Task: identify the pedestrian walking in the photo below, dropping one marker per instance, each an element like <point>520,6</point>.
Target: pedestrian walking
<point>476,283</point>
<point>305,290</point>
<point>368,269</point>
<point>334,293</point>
☆ ☆ ☆
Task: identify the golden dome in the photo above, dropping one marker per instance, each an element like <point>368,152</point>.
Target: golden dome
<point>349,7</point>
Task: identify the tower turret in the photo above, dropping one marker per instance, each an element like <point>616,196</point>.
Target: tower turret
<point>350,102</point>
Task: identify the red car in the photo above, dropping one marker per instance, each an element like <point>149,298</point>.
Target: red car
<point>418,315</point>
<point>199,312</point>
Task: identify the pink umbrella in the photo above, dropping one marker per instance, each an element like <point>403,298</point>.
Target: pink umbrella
☆ ☆ ☆
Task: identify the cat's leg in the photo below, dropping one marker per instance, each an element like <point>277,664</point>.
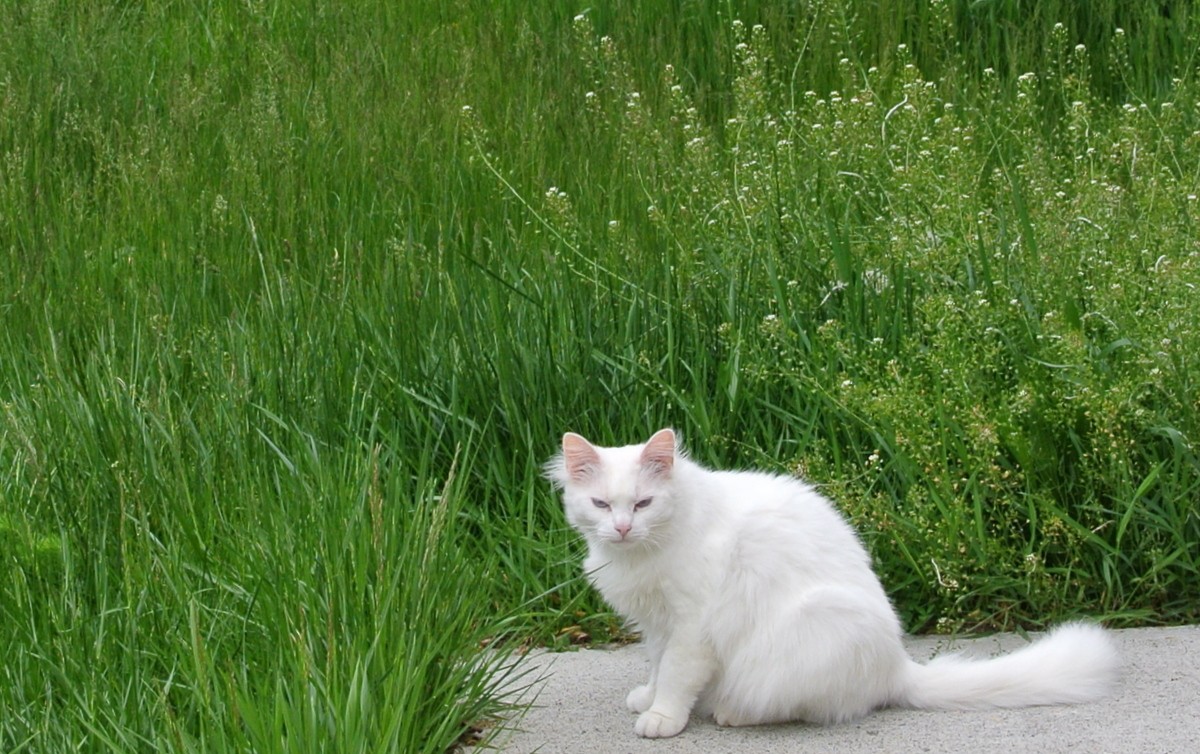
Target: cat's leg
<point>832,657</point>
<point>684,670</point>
☆ ☆ ☆
▶ What you need to do:
Write out everything from the line containing "Task: identify the cat's" down to the line containing "<point>684,670</point>" again, requests included, adding 117 to each coordinate in the answer points and leaving the picture out.

▶ Answer for this exercise:
Task: identify the cat's leg in the photo below, dropping one marker per instance, each an element like <point>277,664</point>.
Target: cat's leg
<point>949,774</point>
<point>801,787</point>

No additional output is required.